## AIM OF THE TASK
Update the part of the data that opens with the line containing "fan, then give the position of each instance." and closes at the end of the data. Rewrite those lines with "kitchen peninsula" changed to "kitchen island" and everything else left unchanged.
____ RECORDED INFORMATION
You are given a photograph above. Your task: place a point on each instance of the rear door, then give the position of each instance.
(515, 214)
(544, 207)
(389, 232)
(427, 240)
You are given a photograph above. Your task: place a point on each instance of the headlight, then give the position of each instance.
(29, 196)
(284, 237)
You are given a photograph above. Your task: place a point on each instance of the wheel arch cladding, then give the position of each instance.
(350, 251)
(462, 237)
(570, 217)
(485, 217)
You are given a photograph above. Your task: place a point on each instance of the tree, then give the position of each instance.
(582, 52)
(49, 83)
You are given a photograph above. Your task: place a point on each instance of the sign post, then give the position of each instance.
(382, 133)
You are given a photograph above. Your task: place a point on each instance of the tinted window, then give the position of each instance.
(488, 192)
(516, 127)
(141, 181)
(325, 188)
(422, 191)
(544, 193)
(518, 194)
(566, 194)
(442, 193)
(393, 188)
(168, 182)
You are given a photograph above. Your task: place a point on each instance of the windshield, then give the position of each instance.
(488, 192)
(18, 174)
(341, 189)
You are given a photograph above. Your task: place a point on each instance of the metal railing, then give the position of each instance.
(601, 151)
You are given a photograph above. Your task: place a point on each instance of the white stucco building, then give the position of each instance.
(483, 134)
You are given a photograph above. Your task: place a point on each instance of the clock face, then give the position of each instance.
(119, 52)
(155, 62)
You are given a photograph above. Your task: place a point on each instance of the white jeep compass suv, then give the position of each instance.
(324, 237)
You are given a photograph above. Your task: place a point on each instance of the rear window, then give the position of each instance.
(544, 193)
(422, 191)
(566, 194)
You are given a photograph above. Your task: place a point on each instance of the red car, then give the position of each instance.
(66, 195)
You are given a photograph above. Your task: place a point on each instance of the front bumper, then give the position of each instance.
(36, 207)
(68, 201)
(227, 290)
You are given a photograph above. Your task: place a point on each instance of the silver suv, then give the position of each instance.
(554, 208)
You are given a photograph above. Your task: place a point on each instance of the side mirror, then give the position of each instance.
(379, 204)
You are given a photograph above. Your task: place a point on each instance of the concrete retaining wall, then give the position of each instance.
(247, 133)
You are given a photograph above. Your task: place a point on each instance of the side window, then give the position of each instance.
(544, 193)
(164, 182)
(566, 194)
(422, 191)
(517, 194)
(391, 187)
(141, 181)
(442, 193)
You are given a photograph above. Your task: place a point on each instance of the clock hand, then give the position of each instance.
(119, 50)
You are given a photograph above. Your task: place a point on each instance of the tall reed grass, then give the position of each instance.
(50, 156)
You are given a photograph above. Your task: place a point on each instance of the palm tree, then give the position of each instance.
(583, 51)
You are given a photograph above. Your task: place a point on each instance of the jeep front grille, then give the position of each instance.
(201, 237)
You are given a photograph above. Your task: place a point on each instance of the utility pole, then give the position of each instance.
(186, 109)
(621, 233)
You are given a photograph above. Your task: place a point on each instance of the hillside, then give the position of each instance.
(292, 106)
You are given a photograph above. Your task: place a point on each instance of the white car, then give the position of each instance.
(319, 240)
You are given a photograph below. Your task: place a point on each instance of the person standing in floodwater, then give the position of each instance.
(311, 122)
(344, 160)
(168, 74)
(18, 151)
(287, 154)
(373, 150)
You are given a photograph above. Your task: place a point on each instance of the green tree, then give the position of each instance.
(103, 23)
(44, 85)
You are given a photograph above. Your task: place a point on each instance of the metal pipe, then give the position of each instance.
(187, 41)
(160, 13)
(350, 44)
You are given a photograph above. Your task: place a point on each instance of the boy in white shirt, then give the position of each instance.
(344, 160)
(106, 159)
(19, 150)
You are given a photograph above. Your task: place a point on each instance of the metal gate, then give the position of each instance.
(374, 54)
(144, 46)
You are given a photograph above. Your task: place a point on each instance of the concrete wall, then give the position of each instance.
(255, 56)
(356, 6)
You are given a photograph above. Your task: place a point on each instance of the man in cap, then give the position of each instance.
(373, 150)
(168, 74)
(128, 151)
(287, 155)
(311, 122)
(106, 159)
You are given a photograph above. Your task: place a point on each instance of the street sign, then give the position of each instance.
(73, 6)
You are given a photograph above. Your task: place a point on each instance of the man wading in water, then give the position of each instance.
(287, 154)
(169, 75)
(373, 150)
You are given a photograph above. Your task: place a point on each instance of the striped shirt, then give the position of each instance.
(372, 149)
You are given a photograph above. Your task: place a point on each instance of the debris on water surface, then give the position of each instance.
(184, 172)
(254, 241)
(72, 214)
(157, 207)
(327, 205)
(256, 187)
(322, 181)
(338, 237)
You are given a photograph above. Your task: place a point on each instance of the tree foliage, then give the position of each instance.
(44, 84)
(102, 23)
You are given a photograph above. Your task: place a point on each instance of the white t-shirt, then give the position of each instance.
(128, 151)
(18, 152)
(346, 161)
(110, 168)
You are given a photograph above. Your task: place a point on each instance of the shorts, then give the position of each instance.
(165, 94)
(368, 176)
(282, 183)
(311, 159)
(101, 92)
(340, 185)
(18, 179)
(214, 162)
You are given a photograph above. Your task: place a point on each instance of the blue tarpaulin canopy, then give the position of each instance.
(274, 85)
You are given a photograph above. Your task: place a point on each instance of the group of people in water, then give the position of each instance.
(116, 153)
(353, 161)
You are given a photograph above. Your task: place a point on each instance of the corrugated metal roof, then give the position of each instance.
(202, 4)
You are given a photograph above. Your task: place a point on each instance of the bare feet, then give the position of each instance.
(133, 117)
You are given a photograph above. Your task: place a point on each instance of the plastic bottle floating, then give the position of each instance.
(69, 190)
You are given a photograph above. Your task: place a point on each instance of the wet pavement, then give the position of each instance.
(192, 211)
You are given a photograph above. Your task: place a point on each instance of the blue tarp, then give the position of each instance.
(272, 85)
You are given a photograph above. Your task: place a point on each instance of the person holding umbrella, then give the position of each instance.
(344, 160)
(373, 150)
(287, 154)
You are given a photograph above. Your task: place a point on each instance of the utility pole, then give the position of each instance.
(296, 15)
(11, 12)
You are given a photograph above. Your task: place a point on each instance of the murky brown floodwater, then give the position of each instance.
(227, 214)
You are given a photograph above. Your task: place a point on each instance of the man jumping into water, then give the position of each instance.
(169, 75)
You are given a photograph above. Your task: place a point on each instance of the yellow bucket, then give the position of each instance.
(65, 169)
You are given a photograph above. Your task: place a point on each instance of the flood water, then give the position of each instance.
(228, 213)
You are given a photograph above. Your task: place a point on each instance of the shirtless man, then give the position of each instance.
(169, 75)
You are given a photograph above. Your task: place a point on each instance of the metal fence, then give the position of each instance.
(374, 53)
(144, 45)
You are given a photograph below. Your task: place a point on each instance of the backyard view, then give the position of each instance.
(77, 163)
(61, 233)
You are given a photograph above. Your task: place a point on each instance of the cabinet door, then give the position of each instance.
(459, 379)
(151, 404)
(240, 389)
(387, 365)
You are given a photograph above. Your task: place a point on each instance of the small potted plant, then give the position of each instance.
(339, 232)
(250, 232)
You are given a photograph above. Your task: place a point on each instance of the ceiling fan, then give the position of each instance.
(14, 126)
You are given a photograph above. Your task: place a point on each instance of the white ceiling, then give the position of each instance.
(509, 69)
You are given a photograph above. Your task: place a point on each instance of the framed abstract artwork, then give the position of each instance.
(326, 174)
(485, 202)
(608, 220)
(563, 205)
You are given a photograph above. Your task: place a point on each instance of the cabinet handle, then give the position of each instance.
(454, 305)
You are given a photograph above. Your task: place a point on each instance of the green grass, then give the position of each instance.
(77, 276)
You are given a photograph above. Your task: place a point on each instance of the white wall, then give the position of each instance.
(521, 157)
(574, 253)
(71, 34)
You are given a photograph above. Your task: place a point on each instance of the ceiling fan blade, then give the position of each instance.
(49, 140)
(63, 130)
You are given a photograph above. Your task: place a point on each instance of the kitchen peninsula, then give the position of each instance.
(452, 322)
________
## SOLUTION TO THIS PROBLEM
You are given a photograph above. Your task: place a point on each instance of the ceiling fan, then give the position of each instance.
(14, 126)
You are given a photograph above. Your task: place a point on each instance of the white ceiling, then give the position of each instance.
(509, 69)
You are given a photograph above. Your task: place a point on each instance of the framed abstract artwork, then give the position of each instance.
(326, 174)
(485, 202)
(608, 220)
(563, 205)
You are given a photograph above. Your task: place a point on each instance of the cabinet handle, then give the position of each instance.
(454, 305)
You are given a photograph above. Your task: place a point on each instance of the green grass, then give the position of each instance.
(77, 276)
You are given a photograph above. Your task: place a point on each instance of the white wall, then give the position of each instance.
(521, 157)
(574, 253)
(71, 34)
You are given a photograph above. Your task: place a point on each instance of the ceiling fan blade, then give the position of each instance.
(49, 140)
(63, 130)
You are given a photograph above. Your task: place a point on each instance of the kitchen island, then give the position of each instance.
(452, 322)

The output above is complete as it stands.